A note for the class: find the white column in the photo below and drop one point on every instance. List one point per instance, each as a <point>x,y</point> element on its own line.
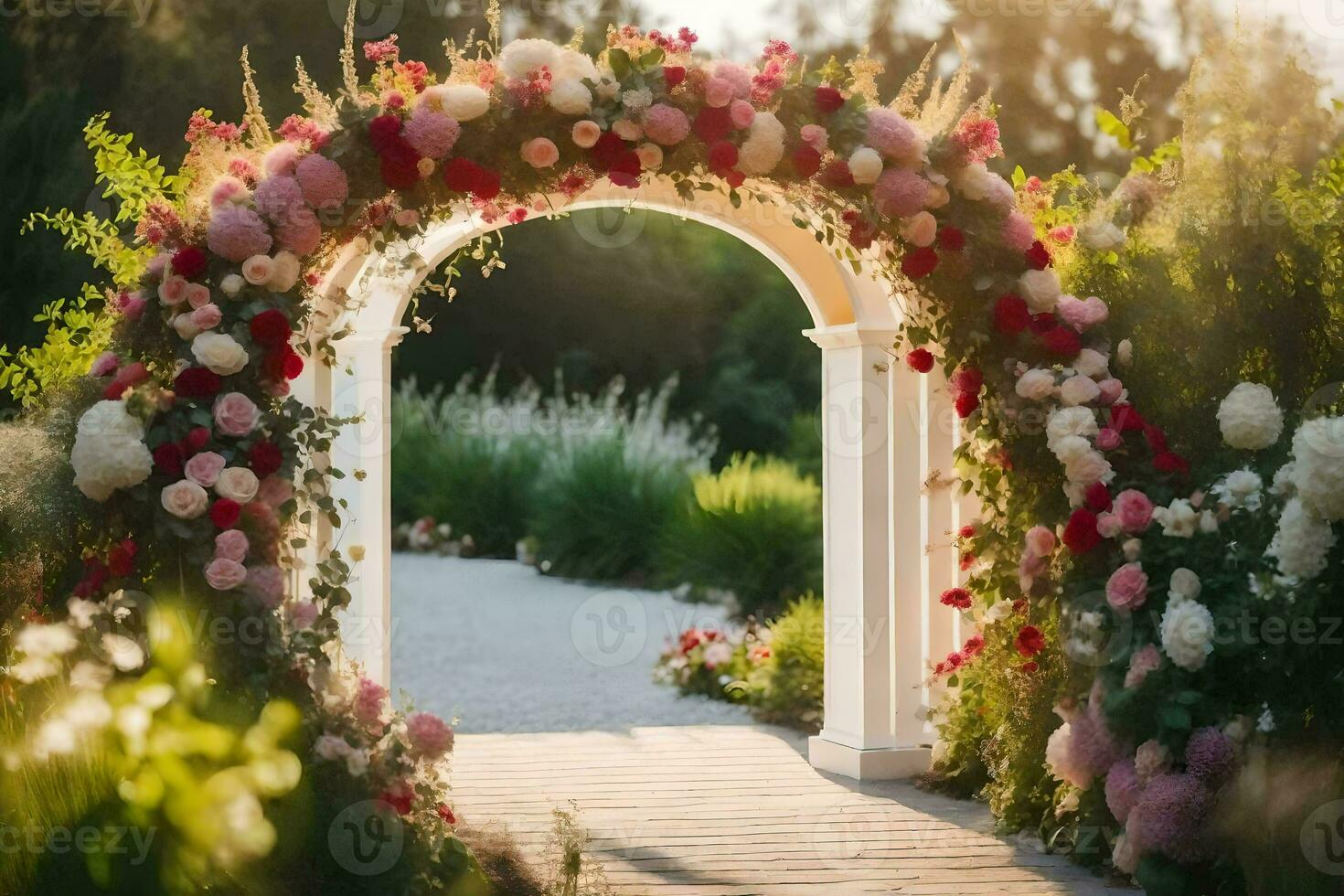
<point>363,452</point>
<point>864,441</point>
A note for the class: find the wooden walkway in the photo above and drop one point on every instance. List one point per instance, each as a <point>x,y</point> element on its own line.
<point>728,810</point>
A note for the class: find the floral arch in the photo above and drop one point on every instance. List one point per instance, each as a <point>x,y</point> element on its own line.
<point>986,468</point>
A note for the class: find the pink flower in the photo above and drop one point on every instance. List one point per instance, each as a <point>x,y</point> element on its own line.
<point>231,544</point>
<point>203,469</point>
<point>429,735</point>
<point>369,701</point>
<point>235,414</point>
<point>1128,587</point>
<point>223,574</point>
<point>1135,511</point>
<point>539,152</point>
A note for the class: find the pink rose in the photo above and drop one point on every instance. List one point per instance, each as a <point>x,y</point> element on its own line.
<point>225,575</point>
<point>235,414</point>
<point>429,735</point>
<point>203,469</point>
<point>1135,511</point>
<point>172,291</point>
<point>231,544</point>
<point>1126,587</point>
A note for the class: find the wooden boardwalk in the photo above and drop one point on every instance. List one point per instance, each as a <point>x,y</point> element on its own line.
<point>726,810</point>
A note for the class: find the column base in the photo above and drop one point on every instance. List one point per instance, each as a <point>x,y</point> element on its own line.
<point>887,763</point>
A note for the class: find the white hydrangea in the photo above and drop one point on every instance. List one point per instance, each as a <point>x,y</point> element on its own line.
<point>1318,466</point>
<point>1303,541</point>
<point>1250,418</point>
<point>109,452</point>
<point>763,146</point>
<point>1187,633</point>
<point>1040,289</point>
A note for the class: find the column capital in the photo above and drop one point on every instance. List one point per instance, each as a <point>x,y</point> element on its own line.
<point>851,336</point>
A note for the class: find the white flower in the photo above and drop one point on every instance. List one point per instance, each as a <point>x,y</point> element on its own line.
<point>463,102</point>
<point>1078,389</point>
<point>219,352</point>
<point>763,146</point>
<point>1101,237</point>
<point>1187,633</point>
<point>1240,491</point>
<point>1179,520</point>
<point>866,165</point>
<point>1037,384</point>
<point>571,97</point>
<point>1318,466</point>
<point>1040,289</point>
<point>237,484</point>
<point>109,452</point>
<point>1249,417</point>
<point>1184,584</point>
<point>1303,541</point>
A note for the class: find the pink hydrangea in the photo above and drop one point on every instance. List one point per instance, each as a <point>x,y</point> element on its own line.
<point>322,180</point>
<point>1126,587</point>
<point>428,733</point>
<point>892,136</point>
<point>900,192</point>
<point>237,232</point>
<point>666,125</point>
<point>432,133</point>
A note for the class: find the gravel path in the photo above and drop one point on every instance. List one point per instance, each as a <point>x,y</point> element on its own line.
<point>506,649</point>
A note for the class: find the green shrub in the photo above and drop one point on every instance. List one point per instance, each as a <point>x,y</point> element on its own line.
<point>754,529</point>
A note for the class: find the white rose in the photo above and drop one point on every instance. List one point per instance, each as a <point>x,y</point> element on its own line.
<point>1187,635</point>
<point>1037,384</point>
<point>1250,418</point>
<point>1040,291</point>
<point>219,352</point>
<point>237,484</point>
<point>185,500</point>
<point>571,97</point>
<point>109,452</point>
<point>866,165</point>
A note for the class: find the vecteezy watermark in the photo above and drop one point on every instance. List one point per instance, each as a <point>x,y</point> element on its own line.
<point>1323,838</point>
<point>89,840</point>
<point>366,838</point>
<point>137,11</point>
<point>611,629</point>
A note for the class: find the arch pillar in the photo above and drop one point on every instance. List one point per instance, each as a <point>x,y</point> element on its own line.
<point>872,423</point>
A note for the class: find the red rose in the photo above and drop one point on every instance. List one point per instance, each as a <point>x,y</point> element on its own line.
<point>958,598</point>
<point>920,360</point>
<point>271,328</point>
<point>168,458</point>
<point>263,460</point>
<point>1038,255</point>
<point>225,513</point>
<point>1011,315</point>
<point>1062,340</point>
<point>188,262</point>
<point>197,382</point>
<point>1097,497</point>
<point>837,175</point>
<point>965,404</point>
<point>806,162</point>
<point>1029,641</point>
<point>920,262</point>
<point>828,100</point>
<point>723,157</point>
<point>712,123</point>
<point>952,240</point>
<point>383,132</point>
<point>1081,532</point>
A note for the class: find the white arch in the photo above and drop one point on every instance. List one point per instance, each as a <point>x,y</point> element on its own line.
<point>886,432</point>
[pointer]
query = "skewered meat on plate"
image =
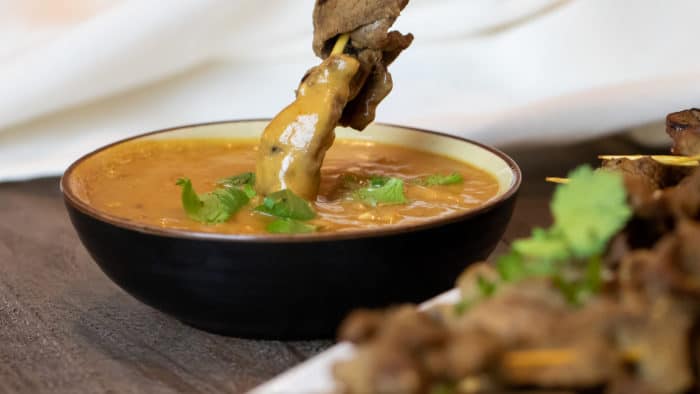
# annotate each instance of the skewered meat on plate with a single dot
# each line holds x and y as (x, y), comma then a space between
(624, 318)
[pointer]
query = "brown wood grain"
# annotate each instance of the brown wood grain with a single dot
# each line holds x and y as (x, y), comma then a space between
(64, 327)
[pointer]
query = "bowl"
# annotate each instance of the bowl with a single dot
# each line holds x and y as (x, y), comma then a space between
(296, 286)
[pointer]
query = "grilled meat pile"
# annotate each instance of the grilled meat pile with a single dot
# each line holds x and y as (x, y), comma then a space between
(638, 334)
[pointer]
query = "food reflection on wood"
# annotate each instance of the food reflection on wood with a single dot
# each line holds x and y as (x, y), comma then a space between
(345, 89)
(621, 319)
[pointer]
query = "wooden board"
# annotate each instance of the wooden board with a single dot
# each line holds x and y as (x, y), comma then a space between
(64, 327)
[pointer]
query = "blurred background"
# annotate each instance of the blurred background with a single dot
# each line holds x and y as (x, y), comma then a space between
(78, 74)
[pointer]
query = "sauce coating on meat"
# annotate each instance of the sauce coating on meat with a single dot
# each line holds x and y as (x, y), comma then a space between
(295, 142)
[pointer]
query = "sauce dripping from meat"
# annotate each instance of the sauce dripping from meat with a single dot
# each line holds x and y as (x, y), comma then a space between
(295, 142)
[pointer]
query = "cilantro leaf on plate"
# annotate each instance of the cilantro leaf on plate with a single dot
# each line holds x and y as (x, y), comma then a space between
(382, 191)
(290, 226)
(285, 204)
(214, 207)
(590, 209)
(543, 244)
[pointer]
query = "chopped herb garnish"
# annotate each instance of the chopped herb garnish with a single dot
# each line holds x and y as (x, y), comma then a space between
(214, 207)
(382, 191)
(439, 180)
(249, 190)
(588, 211)
(285, 204)
(244, 179)
(290, 226)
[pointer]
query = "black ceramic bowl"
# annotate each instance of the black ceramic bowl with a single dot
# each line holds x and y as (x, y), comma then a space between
(293, 287)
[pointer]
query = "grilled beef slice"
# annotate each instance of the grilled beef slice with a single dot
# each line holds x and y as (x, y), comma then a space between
(684, 128)
(368, 23)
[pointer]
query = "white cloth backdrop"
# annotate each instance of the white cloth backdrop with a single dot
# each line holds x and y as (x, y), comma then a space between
(77, 74)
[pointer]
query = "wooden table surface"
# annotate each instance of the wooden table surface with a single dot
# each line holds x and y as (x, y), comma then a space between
(64, 327)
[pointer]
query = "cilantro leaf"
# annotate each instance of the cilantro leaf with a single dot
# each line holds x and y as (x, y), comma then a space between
(590, 209)
(543, 244)
(246, 178)
(290, 226)
(387, 191)
(378, 180)
(486, 287)
(440, 180)
(214, 207)
(588, 212)
(248, 190)
(285, 204)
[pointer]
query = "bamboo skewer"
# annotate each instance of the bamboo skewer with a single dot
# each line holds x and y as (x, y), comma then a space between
(340, 44)
(670, 160)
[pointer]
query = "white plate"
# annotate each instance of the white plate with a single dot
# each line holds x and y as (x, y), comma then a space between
(314, 375)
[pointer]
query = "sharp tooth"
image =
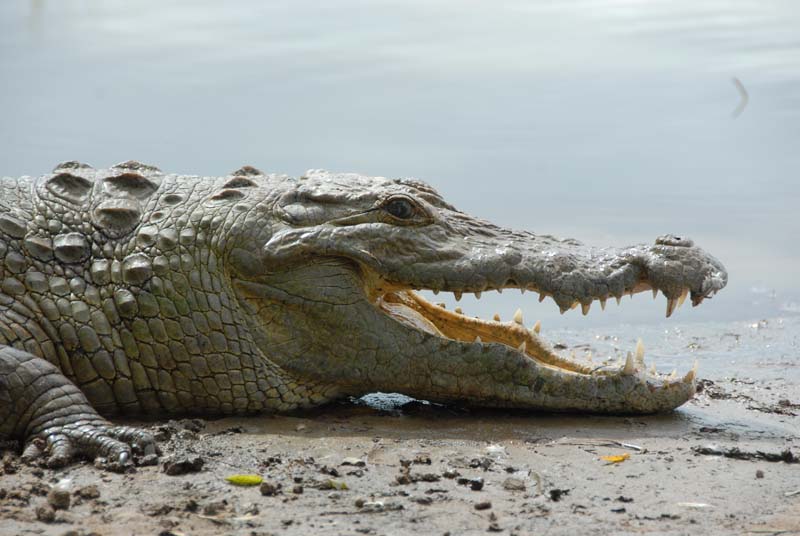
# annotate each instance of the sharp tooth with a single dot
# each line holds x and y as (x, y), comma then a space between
(682, 297)
(690, 376)
(640, 352)
(628, 369)
(672, 303)
(672, 375)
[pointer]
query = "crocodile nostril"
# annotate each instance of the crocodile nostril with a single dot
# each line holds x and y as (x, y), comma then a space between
(673, 240)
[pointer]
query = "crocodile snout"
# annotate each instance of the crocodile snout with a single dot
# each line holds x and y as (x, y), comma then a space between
(673, 240)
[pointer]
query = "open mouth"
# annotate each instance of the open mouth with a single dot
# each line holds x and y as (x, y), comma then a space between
(412, 310)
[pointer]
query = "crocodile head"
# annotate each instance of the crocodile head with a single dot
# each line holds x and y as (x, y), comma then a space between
(330, 285)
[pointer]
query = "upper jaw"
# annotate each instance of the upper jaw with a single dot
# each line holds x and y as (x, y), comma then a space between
(573, 275)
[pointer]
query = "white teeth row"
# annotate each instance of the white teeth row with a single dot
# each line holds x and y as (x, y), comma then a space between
(634, 363)
(672, 303)
(517, 318)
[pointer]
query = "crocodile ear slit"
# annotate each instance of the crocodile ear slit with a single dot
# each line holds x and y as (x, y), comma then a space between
(227, 194)
(240, 182)
(132, 184)
(68, 186)
(247, 171)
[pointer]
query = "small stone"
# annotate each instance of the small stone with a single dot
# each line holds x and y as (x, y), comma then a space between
(183, 465)
(88, 492)
(212, 509)
(269, 489)
(483, 505)
(58, 499)
(513, 484)
(450, 473)
(45, 514)
(475, 484)
(149, 459)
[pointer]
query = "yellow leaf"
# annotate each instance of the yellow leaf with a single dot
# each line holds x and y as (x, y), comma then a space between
(244, 480)
(616, 459)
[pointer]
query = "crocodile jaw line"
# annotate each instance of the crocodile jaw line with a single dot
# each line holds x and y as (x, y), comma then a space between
(411, 309)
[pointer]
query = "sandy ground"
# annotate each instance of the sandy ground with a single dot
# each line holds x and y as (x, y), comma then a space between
(393, 467)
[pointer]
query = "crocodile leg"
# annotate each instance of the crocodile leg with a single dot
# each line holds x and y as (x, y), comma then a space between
(39, 405)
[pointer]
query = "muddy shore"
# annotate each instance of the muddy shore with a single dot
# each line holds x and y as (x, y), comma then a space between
(726, 463)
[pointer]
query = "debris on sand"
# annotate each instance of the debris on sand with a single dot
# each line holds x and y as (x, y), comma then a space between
(244, 480)
(616, 458)
(183, 465)
(736, 453)
(268, 489)
(58, 498)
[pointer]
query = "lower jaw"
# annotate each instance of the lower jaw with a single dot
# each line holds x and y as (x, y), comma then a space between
(411, 309)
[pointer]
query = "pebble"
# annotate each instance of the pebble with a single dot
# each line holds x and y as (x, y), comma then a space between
(268, 489)
(45, 514)
(183, 465)
(483, 505)
(58, 499)
(513, 484)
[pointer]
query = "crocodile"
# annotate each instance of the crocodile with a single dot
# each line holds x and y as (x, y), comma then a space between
(128, 291)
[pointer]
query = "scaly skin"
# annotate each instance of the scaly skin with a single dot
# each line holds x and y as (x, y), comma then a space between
(128, 291)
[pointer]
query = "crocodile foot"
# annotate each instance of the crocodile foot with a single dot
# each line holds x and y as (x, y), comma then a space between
(57, 421)
(111, 447)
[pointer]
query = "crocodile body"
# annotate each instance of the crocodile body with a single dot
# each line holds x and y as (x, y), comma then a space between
(130, 291)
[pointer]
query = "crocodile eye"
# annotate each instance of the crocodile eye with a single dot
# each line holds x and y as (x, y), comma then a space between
(400, 208)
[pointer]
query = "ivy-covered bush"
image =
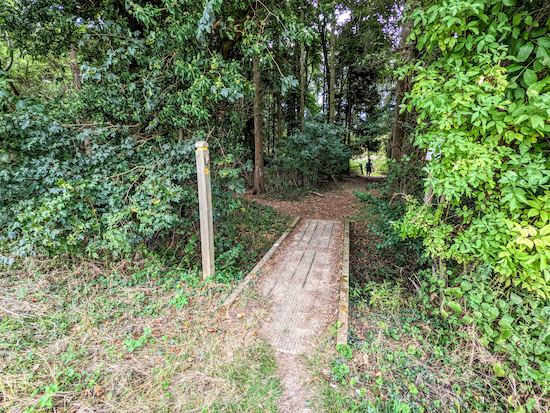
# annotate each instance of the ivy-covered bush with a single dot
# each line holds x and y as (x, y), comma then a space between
(65, 189)
(483, 104)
——
▶ [What is required]:
From the data above, return every line from the line that has "# annotate each instance of the food" up to and including the line that has "# annotate each instance of the blurred", exactly.

▶ [Output of the exercise]:
# annotate each instance of the food reflection on wood with a single dot
# each line holds x and y as (x, y), comma then a space between
(345, 89)
(621, 319)
[pointer]
query = "wooden board"
# annotate each instance of the wooden board with a single dot
# each line holds x and y as (x, y), comma then a space between
(64, 327)
[pointer]
query = "blurred background"
# annotate each instance of the blurred background with a single dot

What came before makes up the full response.